*Actividad A*: Traduce al inglés esta oración del texto sobre la utopía: "Sin embargo, creo que la persecución de utopías nos dignifica, a más de procurar un sentido adicional al hecho de estar aquí."
*Actividad B*: Imprime sin cambios el pasaje del texto sobre la utopía que empieza con "Se apunta, desde" y sigue hasta "etiqueta de inútil.".

*Extracto de página*:
----------
Se apunta, desde mucho tiempo atrás, que la utopía “ya no se estila”. Es argumento para la disuasión y así, cínicos, bien instalados o estetas posmodernos, arrojan la concepción utópica a las sentinas de lo inconfesable por vergonzante y pueril, utilizando el pragmatismo de lo posible como frontera de actitudes y comportamientos. También muchos de los llamados intelectuales contribuyen así, de modo más o menos consciente, a la consolidación de un basurero más, donde van a parar extremismos, reflexiones, testimonios de lo visto, vivido o críticas, y todo en amalgama bajo la común etiqueta de inútil.
Con esos mimbres, el convencionalismo rector se desembaraza de cuanto pueda molestar, y en vez de asumir las divergencias para un diálogo que podría ser fructífero, las ridiculiza, como he apuntado, con el beneplácito de cabecitas que se dicen de primera línea. Sin embargo, creo que la persecución de utopías nos dignifica, a más de procurar un sentido adicional al hecho de estar aquí. Apuntar alto hace posible que los fracasos duelan menos, y que se trate de cuestiones difícilmente alcanzables no les resta, aunque sea por la búsqueda, beneficiosos efectos como ser alimento para la esperanza y no, como escribiera Gerardo Diego, de lágrimas y olvidos.
----------
Líneas de una colección

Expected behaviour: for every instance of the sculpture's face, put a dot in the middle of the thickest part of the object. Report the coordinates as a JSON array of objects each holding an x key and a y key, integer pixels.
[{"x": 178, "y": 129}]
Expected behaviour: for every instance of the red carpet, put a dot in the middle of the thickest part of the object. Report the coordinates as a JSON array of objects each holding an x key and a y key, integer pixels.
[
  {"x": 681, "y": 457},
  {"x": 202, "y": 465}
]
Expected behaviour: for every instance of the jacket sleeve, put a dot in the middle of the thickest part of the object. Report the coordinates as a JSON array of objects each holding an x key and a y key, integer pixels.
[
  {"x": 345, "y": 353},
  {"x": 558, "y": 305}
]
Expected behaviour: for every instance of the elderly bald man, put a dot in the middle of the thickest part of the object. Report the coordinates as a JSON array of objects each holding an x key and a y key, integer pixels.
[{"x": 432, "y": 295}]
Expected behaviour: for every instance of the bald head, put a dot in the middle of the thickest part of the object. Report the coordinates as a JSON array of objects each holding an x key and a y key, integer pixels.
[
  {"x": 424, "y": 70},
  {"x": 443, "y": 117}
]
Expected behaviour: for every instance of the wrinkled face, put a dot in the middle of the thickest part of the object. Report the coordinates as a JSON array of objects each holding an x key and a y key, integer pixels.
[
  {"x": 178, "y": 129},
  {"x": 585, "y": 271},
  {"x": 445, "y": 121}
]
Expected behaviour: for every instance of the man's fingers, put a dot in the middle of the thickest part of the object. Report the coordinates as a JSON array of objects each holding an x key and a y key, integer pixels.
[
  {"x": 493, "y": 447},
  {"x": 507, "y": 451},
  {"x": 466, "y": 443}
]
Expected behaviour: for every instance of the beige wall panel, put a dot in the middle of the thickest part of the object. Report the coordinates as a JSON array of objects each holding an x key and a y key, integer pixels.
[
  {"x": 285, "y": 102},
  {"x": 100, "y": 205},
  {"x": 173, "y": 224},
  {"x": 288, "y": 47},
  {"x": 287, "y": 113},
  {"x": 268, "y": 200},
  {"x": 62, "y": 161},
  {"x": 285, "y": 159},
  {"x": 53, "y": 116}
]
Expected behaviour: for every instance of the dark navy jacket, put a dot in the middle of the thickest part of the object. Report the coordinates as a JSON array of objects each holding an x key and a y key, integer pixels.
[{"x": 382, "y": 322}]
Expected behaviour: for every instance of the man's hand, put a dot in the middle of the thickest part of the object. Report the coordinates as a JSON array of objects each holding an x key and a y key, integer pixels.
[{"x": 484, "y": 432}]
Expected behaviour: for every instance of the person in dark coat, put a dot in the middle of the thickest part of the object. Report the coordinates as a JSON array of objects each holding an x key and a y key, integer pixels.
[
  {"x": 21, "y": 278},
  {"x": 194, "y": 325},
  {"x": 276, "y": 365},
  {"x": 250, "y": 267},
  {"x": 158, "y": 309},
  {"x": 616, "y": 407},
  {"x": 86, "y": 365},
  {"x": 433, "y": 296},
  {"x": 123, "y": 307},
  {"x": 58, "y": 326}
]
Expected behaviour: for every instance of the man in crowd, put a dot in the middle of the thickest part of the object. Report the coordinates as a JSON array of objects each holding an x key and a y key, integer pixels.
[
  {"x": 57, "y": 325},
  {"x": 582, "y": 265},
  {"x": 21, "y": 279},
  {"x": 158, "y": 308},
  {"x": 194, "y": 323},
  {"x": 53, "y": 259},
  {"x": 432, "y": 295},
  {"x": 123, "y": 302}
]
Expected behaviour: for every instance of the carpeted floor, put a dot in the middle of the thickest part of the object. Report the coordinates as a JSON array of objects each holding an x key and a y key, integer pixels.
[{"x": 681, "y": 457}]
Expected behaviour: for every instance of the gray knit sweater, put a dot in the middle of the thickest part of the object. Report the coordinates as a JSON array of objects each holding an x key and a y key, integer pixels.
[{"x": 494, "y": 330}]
----------
*Resultado A*: However, I believe that the pursuit of utopias dignifies us, besides providing an additional meaning to the fact of being here.

*Resultado B*:
Se apunta, desde mucho tiempo atrás, que la utopía “ya no se estila”. Es argumento para la disuasión y así, cínicos, bien instalados o estetas posmodernos, arrojan la concepción utópica a las sentinas de lo inconfesable por vergonzante y pueril, utilizando el pragmatismo de lo posible como frontera de actitudes y comportamientos. También muchos de los llamados intelectuales contribuyen así, de modo más o menos consciente, a la consolidación de un basurero más, donde van a parar extremismos, reflexiones, testimonios de lo visto, vivido o críticas, y todo en amalgama bajo la común etiqueta de inútil.